** Begin Document section **

A few things you should know. Cruz had noted publicly to the media in advance that he had not promised to endorse Trump in exchange for getting a speaking slot at the convention. Cruz, who has perhaps the furthest right ideologically of any of the Republican candidates, probably doesn’t view Trump – whose policy views have roamed all over the ideological map – as a true conservative. (Perhaps the verbiage above encouraging everyone to “vote for candidates up and down the ticket who you trust to defend our freedom and to be faithful to the Constitution” was meant to imply that this was a group that didn’t necessarily include Trump.)

Cruz was also deeply and understandably bitter over personal attacks Trump had made on Cruz’s wife’s looks and on Cruz’s father, whom Trump implied might have been involved with Lee Harvey Oswald in the 1963 assassination of President Kennedy.

Trump loyalists who criticized Cruz after the incident pointed out the Cruz was among the Republican candidates who had publicly pledged to support the eventual nominee, so on that basis he may have been breaking his word. Michael Cohen, an executive with Trump’s company, said on CNN afterwards that Cruz (whom he called “a baby”) had committed “political suicide” and “should not be allowed to run for dogcatcher” in the future.

Winner or loser?

Other analysts speaking after the incident suggested that Cruz expected Trump to lose the election this year and specifically had his own political future in mind, believing that Trump would be a political disaster for the Repubs and that he, Cruz, would be among the frontrunners for the 2020 nomination. The Washington Post feature “The Fix,” in its “winners and losers” rankings for the evening, listed Cruz as a winner (if Trump loses the election) and a loser (if Trump wins).

I don’t know which of these theories, if any, is correct. It was just an astonishing development to see live on the air during a convention where everything nowadays is supposed to be planned and choreographed. New York Times columnist David Brooks, who was commenting for PBS’ coverage of the evening, said it was the first time in modern history that the runner-up for a major-party presidential nomination had declined to endorse the nominee. Liberal CNN commentator Van Jones described the events as “a zoo on top of a circus inside of a sideshow inside of a car crash.” That one cracked me up.

Someday, maybe we’ll figure out if it had any actual impact, or maybe we won’t. On the PBS panel, syndicated columnist Mark Shields disagreed with Brooks about how big of a deal it was. He felt the national debut of Indiana Gov. Mike Pence as Trump’s running-mate was a bigger deal.

I don’t claim to know which was a bigger deal. But I do agree with the general sense of the commentariat that Pence made an excellent debut. He struck me as a much better public speaker than any of the presidential candidates in either party this year.

Aw-shucks style worked great

He’s a nice-looking man, with really great short white hair. He has an aw-shucks speaking style that worked great. He introduced his sweet-looking octogenarian mother, Nancy, calling her “the light of my life” — which was slightly awkward since Pence’s wife was also sitting right there, but she didn’t seem to mind. He said, “The most important job I’ll ever have in my life is spelled D.A.D.” In a political scene dominated by the not-particularly-humble Mr. Trump, Pence’s self-deprecating style was a tonic.

Indiana Gov. Mike Pence
REUTERS/Jonathan Ernst
Indiana Gov. Mike Pence speaking at the Republican National Convention on Wednesday night.

** End Document section **
** Begin Extracted information **

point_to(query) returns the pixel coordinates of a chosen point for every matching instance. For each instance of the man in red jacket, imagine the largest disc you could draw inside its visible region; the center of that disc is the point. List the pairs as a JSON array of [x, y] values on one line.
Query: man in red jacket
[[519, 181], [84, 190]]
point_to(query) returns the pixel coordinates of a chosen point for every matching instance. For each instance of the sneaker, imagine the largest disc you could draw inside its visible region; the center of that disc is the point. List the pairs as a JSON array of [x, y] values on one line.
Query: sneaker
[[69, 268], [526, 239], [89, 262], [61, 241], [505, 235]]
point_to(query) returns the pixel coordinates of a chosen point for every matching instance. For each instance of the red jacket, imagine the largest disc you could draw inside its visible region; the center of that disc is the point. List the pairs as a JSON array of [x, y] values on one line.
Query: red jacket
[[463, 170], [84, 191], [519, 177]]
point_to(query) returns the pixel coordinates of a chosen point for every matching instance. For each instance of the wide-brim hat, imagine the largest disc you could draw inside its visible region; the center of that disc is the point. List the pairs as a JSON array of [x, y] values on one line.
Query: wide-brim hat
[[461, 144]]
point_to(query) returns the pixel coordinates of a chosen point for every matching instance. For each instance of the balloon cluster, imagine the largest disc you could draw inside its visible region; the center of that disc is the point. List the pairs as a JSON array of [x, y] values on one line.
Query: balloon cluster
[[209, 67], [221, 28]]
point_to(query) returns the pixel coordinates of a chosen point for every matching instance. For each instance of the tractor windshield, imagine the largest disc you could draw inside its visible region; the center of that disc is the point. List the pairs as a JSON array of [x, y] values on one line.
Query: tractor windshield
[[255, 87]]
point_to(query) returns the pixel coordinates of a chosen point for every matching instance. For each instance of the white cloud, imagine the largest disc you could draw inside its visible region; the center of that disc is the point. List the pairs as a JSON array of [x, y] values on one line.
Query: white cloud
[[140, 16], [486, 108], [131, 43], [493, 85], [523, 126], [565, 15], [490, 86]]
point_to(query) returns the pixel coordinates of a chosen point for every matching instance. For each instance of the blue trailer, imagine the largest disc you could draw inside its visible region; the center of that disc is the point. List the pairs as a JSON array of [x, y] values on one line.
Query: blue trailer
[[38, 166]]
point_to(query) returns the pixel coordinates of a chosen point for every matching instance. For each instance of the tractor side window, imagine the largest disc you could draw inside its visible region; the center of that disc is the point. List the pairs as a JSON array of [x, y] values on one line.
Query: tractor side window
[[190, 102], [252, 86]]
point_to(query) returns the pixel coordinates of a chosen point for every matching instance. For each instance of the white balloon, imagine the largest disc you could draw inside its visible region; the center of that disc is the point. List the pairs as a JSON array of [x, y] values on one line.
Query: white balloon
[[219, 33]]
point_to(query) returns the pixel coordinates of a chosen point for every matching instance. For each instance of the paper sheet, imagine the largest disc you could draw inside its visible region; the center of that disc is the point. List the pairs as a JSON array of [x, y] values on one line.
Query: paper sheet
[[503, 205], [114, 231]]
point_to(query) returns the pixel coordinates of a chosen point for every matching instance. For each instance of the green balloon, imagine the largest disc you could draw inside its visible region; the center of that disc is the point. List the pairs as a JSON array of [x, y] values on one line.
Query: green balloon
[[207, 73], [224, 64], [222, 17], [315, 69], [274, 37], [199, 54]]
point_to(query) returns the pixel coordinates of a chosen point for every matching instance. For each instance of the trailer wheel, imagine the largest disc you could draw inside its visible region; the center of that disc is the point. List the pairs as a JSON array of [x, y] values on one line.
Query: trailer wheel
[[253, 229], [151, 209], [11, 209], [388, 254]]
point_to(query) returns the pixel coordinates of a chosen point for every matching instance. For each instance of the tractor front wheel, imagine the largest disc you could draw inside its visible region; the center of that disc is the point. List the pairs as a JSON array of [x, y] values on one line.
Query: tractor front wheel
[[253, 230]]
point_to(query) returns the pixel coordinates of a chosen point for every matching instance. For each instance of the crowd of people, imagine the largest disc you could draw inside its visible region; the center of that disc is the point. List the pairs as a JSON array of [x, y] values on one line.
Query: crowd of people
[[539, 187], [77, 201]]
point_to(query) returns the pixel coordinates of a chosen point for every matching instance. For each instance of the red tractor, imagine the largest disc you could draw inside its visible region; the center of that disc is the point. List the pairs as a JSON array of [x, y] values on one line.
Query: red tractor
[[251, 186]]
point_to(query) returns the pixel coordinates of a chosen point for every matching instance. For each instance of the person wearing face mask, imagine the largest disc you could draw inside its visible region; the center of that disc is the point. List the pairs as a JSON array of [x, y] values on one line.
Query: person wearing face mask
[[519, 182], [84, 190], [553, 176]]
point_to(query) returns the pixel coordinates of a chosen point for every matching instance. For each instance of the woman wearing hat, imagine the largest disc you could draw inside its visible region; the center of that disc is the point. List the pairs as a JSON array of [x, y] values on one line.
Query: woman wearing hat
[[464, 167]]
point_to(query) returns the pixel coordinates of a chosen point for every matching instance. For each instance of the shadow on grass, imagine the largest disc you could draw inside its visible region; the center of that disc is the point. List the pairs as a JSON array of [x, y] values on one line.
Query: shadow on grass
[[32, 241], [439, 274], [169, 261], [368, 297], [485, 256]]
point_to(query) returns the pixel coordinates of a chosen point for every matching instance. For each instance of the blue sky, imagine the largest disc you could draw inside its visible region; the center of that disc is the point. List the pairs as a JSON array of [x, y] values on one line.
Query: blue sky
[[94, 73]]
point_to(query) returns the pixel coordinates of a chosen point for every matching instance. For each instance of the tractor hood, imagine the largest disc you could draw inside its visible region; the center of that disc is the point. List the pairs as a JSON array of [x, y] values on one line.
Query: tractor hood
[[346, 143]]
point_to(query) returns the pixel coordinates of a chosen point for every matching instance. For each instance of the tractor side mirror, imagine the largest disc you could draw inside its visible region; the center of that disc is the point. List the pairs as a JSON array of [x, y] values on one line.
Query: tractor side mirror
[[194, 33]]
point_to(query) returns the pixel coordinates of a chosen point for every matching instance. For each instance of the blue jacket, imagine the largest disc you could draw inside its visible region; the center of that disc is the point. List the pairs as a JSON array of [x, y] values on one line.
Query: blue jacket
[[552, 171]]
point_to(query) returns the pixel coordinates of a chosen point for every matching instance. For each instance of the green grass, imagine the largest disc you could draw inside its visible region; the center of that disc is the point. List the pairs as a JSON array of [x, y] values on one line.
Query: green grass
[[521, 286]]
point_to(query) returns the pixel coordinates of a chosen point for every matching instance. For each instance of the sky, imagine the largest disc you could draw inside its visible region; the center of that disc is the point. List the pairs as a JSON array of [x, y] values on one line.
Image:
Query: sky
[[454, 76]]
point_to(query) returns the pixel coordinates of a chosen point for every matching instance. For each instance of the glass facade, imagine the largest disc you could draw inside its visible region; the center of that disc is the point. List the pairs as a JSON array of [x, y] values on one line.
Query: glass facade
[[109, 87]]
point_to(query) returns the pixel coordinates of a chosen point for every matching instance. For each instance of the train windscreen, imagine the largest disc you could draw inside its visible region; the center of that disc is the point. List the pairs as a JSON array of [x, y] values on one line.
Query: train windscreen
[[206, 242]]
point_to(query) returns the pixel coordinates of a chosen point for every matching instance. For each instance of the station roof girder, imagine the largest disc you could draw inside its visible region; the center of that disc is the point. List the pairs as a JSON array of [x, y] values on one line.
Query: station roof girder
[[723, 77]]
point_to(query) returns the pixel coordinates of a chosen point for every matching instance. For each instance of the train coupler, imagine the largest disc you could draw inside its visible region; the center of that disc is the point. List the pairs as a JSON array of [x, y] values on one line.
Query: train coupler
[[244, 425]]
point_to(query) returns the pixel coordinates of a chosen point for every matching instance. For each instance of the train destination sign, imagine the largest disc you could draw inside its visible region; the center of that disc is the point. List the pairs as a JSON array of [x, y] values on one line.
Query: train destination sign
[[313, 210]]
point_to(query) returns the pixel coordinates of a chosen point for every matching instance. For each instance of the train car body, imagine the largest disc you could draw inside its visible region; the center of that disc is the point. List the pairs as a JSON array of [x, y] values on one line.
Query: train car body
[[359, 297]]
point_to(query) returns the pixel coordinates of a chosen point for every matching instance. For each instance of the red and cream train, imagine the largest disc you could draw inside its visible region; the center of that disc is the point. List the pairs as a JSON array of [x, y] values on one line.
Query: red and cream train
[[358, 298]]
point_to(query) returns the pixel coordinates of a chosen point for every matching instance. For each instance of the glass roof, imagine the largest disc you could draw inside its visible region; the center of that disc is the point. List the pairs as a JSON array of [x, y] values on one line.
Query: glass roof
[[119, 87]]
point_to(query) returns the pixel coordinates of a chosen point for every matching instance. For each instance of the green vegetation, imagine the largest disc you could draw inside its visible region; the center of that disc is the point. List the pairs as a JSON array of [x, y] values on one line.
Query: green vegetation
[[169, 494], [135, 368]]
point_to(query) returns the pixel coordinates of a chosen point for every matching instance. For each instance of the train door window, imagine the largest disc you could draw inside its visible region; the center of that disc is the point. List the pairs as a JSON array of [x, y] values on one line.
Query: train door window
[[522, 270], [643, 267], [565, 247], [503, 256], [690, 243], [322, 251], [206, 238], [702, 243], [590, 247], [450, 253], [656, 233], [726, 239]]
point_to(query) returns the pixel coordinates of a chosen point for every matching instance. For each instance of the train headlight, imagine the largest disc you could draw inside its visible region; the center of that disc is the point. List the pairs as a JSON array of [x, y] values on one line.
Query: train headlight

** End Extracted information **

=== Tasks to complete ===
A. Answer from the convention commentary, marking each answer to match:
(i) What office did Michael Cohen say Cruz should not be allowed to run for in the future?
(ii) Whose coverage of the evening was David Brooks commenting for?
(iii) According to Pence, how is the most important job he'll ever have spelled?
B. Please write out the convention commentary again, starting with "I don’t know" and going on through "cracked me up.", and swap "circus" for "carnival".

=== Task-by-task results ===
A.
(i) Dogcatcher
(ii) PBS
(iii) D.A.D.

B.
I don’t know which of these theories, if any, is correct. It was just an astonishing development to see live on the air during a convention where everything nowadays is supposed to be planned and choreographed. New York Times columnist David Brooks, who was commenting for PBS’ coverage of the evening, said it was the first time in modern history that the runner-up for a major-party presidential nomination had declined to endorse the nominee. Liberal CNN commentator Van Jones described the events as “a zoo on top of a carnival inside of a sideshow inside of a car crash.” That one cracked me up.